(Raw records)
····················

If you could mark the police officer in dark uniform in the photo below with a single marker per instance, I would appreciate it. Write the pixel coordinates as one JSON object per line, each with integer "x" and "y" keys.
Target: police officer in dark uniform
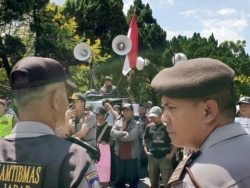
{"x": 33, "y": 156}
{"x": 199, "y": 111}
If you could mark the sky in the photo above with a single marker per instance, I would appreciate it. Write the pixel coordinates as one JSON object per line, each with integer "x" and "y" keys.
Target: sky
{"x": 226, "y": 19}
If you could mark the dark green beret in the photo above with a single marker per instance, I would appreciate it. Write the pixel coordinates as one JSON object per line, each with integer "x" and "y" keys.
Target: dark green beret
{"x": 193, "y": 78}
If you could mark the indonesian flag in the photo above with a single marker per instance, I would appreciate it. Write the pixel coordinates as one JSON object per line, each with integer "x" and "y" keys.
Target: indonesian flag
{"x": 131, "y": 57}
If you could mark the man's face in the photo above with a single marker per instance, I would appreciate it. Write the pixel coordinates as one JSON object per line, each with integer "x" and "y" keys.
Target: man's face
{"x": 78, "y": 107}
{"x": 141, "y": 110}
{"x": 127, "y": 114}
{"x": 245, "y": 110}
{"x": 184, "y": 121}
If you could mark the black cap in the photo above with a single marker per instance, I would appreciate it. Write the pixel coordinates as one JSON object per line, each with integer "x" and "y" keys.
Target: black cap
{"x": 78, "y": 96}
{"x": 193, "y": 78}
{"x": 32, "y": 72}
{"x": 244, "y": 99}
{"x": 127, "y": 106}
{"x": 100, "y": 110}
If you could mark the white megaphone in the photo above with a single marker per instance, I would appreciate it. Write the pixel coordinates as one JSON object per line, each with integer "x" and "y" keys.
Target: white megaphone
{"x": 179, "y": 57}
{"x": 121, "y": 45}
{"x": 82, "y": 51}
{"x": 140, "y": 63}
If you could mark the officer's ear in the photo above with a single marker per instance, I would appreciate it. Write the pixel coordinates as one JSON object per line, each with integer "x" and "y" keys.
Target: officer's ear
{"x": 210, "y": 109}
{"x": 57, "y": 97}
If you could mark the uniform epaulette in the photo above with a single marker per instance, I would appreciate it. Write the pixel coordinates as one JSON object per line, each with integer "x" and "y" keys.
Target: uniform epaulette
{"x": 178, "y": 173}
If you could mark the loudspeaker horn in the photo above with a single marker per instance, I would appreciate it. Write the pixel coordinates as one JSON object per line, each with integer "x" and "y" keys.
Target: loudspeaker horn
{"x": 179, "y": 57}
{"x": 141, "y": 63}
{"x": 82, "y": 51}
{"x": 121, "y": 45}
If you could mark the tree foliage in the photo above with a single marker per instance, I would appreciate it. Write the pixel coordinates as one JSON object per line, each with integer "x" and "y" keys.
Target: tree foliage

····················

Task statement: Update the records above by replacing "Target" with "Label" throughout, keeping everything else unchanged and omitting the pictures from your output.

Worked solution:
If you could mark the police officer in dark uniform in the photo below with a single marker per instance, I would appreciate it. Write the pixel coordinates as one JSON object per line, each with integer "x" and "y" keys.
Label: police officer in dark uniform
{"x": 33, "y": 156}
{"x": 199, "y": 111}
If you could mark the sky in the photo above with a single marker per instance, I would appreciate it. Write the pixel coordinates as one JSON object per line, each with integer "x" and "y" keys.
Label: sky
{"x": 226, "y": 19}
If you could mark the dark green beret in the photo above with a single marker per instance, I would appreciate it. Write the pixel coordinates as one JSON object per line, each with integer "x" and "y" keys.
Label: dark green beret
{"x": 193, "y": 78}
If you could mark the indonesian flag in the photo above with a single marker per instance, I would appreciate it. Write the pixel coordinates as one JSON object per line, each with integer "x" and "y" keys.
Label: indonesian flag
{"x": 131, "y": 57}
If you could mark the man's face in the photo above with a single marker per instance, I would appreciate it. Write the pixel coordinates as one JSON object per line, each with integer "x" and "y" keys.
Label: man's face
{"x": 78, "y": 107}
{"x": 141, "y": 110}
{"x": 127, "y": 114}
{"x": 245, "y": 110}
{"x": 184, "y": 121}
If you could mark the black cap in the photo above with a single marker per instance, I would appreciate it. Write the pixel coordinates as one JSON object per line, each with integer "x" and "y" keys.
Label: black cap
{"x": 78, "y": 96}
{"x": 193, "y": 78}
{"x": 32, "y": 72}
{"x": 244, "y": 99}
{"x": 127, "y": 106}
{"x": 100, "y": 110}
If you could mark the white megaphone in the photo above with a single marker per instance, I would appreciate it. Write the pixel coordinates as one JSON object per line, each with integer "x" and "y" keys.
Label: white megaphone
{"x": 179, "y": 57}
{"x": 121, "y": 45}
{"x": 82, "y": 51}
{"x": 140, "y": 63}
If you could mark the officer's ear in the photo above with a single marker per instance, I would appreciate it. Write the pixel coordinates as one JSON object per line, each with integer "x" and "y" keys.
Label: officer's ear
{"x": 210, "y": 109}
{"x": 57, "y": 97}
If you could mark the uniform epaulette in the photo above with a single marker per instance, I would appreciate it. Write the pixel coordinates as one JSON object per line, each with integer "x" and "y" keys.
Label: uniform epaulette
{"x": 178, "y": 173}
If you could mark the loudspeaker horn in the photo above with a single marker per instance, I would appreciate it. Write the pixel coordinates as one JSON object per line, each with integer "x" and "y" keys.
Label: loudspeaker horn
{"x": 179, "y": 57}
{"x": 141, "y": 63}
{"x": 82, "y": 51}
{"x": 121, "y": 45}
If you could mark the tree foliage in the photo above with a single marker per instance, I would appreciate it. Write the pixel coordinates as one JSON object per line, each with integer "x" and "y" keys.
Label: tree foliage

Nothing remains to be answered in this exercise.